# start of Reading text
When will KHSAA let sports activity start? Commissioner Julian Tackett hopes soon but understands delays could help make future better

When will coaches like Chris Souder of South Laurel be able to start being around athletes again? Bottom line, no one knows. (Larry Vaught Photo)

By LARRY VAUGHT

My friend, Betty Baird Kregor — who is still one of the best junior golfers I ever saw play in Kentucky — reached out to me with a simple question today.

“Is it true about KHSAA not allowing high school athletes to compete in summer tourneys/athletics ? Can’t find any definite info on that. Have seen a story on Facebook but want to verify,” she said.

I wasn’t sure, either, even though Kentucky High School Athletic Association commissioner Julian Tackett told us on WPBK-FM recently that even June activities might be way different this year and that was before the entire spring sports season was officially cancelled.

Tackett said basically that the “dead period” which prohibits high school coach and team activities remains in place as of today.

“It has not been revised in terms of restrictions and remains in place. As the designee of the Department of Education for all things athletics among those on rosters and enrolled, we must and have no choice but to adhere to current guidelines that have been ordered,” Tackett said. “This order through our office is the only of its kind that I can recall but is fully supported by state regulation because of our role with the Department of Ed. Nothing was EVER said about summer, it’s strictly an as of now thing.

“Certainly as things open up and we begin some phase of normal activity, it will need to be reviewed and likely revised. At that point, we can start to go back to the ‘old rules and bylaws.’ However it may be a lot longer for school owned facilities.
# end of Reading text
# start of Listing
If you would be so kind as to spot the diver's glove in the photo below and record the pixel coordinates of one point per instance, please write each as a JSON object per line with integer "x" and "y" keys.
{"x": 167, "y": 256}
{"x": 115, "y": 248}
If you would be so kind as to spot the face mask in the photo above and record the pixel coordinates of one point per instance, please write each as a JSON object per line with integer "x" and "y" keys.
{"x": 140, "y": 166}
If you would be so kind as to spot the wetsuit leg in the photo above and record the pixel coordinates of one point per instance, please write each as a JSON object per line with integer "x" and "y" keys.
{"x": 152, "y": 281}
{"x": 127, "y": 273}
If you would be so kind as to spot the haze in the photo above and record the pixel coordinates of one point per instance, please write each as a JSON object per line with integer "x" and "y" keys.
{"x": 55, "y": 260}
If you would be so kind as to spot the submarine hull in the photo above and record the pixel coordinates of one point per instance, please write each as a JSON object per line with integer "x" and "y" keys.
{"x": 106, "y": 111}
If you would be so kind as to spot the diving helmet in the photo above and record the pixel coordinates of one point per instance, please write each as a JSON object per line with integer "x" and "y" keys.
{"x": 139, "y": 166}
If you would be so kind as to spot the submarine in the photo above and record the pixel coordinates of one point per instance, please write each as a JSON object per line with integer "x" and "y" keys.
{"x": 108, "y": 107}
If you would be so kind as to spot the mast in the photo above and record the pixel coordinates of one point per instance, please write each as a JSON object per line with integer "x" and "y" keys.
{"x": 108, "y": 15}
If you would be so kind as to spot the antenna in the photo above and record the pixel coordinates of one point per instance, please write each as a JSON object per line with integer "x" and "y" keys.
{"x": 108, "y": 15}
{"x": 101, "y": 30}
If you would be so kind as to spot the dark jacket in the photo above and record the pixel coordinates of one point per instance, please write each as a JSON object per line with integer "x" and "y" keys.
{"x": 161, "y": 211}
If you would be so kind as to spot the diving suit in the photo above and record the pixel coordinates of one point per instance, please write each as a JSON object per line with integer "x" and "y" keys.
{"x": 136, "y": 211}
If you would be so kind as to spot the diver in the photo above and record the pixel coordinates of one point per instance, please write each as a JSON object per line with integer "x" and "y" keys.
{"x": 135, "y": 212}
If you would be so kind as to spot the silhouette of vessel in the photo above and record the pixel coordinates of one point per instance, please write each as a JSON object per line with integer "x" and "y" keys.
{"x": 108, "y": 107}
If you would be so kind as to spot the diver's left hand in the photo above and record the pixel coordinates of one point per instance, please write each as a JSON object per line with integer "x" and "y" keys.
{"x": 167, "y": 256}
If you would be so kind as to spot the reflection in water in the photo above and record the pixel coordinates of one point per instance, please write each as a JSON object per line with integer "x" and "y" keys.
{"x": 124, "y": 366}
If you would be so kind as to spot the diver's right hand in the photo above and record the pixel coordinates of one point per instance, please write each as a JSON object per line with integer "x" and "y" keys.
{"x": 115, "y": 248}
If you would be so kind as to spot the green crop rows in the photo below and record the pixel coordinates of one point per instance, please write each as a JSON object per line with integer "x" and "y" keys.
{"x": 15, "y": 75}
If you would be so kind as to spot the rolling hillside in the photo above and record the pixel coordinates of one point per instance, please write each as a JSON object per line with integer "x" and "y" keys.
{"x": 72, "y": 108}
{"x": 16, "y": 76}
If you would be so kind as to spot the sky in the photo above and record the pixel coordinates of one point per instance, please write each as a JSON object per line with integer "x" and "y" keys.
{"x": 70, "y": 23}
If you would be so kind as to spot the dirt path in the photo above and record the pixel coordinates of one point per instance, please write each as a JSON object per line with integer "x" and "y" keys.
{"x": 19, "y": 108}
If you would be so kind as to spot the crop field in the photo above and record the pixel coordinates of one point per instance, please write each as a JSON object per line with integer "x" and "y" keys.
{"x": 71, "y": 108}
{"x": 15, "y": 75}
# end of Listing
**Stated goal**
Continue the article above on when the KHSAA will allow high school sports activity to resume, starting right after its final sentence.

**Result of this task**
“Thankfully, this is all as of April 26, and always subject to change. And thankfully parents athletes and schools have signed through permission forms and membership applications that they will adhere which helps out state with potential compliance. Let’s hope this situation never repeats itself or needs to.

“In addition, in state or out of state, there is nowhere to play right now anyway. We have the benefit of time and science to determine next steps. No one is missing out on anything right now as no one is playing and current NCAA restrictions on in person recruiting are likely to be extended through May per Indianapolis sources.

“Private instruction for pay is a non essential public facing business so while that is restricted now, several including us have asked for official answers from the Capital and from Department of Health per current orders.

“This will pass, just not at the pace anyone would like. And I truly mean anyone. Lets hope it is sooner rather than later. But I am convinced that the more we delay, even in terms of days, it could add weeks to the amount of time we get to do things later in the summer. Let’s hope and pray that is the case.”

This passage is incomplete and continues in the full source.